=== Dokument ===

****

Musik

Girl Power 2.0 Ex-Spice-Girl Mel C über ihr neues Ich

Fühlt sich wohl in ihrer Haut - und wenn nicht, unternimmt sie was dagegen: Mel C.

Fühlt sich wohl in ihrer Haut - und wenn nicht, unternimmt sie was dagegen: Mel C.

(Foto: imago/APress)

Melanie C, die mit den Spice Girls in den Neunzigern Musikgeschichte schrieb, ist für viele immer noch "Sporty Spice". Die mit den Turnschuhen und Trainingshosen. Sport treibt die 43-Jährige zwar immer noch gerne, doch optisch ist sie kaum wiederzuerkennen, als sie zum Interview nach London lädt. Sie sieht umwerfend aus, im blau-rot gemusterten Kleid und mit offenen Haaren. Diese optische Verwandlung manifestiert Melanie C mit ihrem siebten Soloalbum: "Version Of Me" markiert nicht nur musikalisch einen Neuanfang, sondern die Britin blickte tief in sich hinein und fand dabei ein neues Ich.

n-tv.de: Melanie, auf Ihrem neuen Album präsentieren Sie, wie der Titel schon andeutet, eine "neue Version" Ihrer selbst. Wo kommt sie her, diese neue Melanie C?

Melanie C: Mein letztes Album ist fünf Jahre her und war eine typische Melanie-C-Platte. Eine, die die Leute von mir erwarten. Dieses Mal war ich auf der Suche, wollte etwas Neues ausprobieren und meinem Herzen folgen. Ich wollte immer schon mal ein elektronisches Album aufnehmen - aber ich will keine Musik machen, die klingt, als sei ich 20. Das wäre albern! Ich bin jetzt 43. Mein Ziel war es also, Songs zu schreiben, die meinem Alter entsprechen und meine bisherigen Lebenserfahrungen widerspiegeln.

****

=== Gespeicherte Einträge ===
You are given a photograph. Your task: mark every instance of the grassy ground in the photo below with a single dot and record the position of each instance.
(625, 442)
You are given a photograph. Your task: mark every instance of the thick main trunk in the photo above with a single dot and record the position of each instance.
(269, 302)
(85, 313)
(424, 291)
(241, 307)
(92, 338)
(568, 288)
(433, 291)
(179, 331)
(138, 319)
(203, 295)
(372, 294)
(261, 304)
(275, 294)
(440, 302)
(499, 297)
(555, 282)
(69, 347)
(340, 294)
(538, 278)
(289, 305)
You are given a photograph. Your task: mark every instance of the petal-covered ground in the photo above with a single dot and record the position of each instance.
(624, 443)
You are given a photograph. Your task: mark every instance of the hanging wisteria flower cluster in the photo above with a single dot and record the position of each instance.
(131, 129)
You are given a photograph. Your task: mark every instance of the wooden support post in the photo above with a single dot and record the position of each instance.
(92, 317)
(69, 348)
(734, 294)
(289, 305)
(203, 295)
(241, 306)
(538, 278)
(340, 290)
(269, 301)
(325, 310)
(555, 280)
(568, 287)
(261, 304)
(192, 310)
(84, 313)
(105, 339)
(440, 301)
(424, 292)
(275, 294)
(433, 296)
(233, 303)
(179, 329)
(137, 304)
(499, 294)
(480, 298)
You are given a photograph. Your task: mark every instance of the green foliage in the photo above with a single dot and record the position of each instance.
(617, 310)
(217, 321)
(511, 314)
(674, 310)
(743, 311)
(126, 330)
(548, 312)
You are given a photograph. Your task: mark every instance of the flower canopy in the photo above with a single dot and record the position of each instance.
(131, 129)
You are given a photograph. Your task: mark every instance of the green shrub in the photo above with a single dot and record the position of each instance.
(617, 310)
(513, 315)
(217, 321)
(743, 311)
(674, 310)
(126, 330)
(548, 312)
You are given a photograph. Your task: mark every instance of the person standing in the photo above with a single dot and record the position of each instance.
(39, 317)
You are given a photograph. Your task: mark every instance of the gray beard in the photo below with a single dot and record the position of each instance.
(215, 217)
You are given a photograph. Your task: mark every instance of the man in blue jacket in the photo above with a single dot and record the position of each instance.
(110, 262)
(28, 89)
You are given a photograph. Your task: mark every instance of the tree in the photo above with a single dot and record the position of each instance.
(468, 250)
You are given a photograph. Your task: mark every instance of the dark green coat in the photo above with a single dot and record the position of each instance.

****

=== Was zu tun ist ===
[1] Welchen Titel trägt das siebte Soloalbum, über das Melanie C im Interview mit Mel C spricht?
[2] Übersetze diesen Satz aus dem Interview mit Mel C ins Englische: "Ich wollte immer schon mal ein elektronisches Album aufnehmen - aber ich will keine Musik machen, die klingt, als sei ich 20."
[3] Führe das Interview mit Mel C im Anschluss an seinen letzten Satz weiter.

=== Antworten ===
[1] "Version Of Me"

[2] I had always wanted to record an electronic album - but I don't want to make music that sounds as if I were 20.

[3]
Tatsächlich zeigen Sie sich auf dem Album sensibler und verletzlicher denn je. Fiel es Ihnen leicht, sich so zu öffnen?

Nein, ich habe lange gebraucht, um an diesen Punkt zu kommen, um mutig genug zu sein. Dadurch, dass ich seit jungen Jahren in der Öffentlichkeit stehe, hat man immer versucht, mich zu beschützen und ich war kaum in der Lage, Verantwortung zu übernehmen. Bei diesem Album ging es mir darum, Gefühle zuzulassen. Es ist wichtig, Dinge nicht in sich hineinzufressen oder gar zu ignorieren, sondern sich damit auseinanderzusetzen – auch wenn es manchmal schwerfällt, das zu tun. Mutter zu sein, hat mir dabei übrigens sehr geholfen.

Inwiefern?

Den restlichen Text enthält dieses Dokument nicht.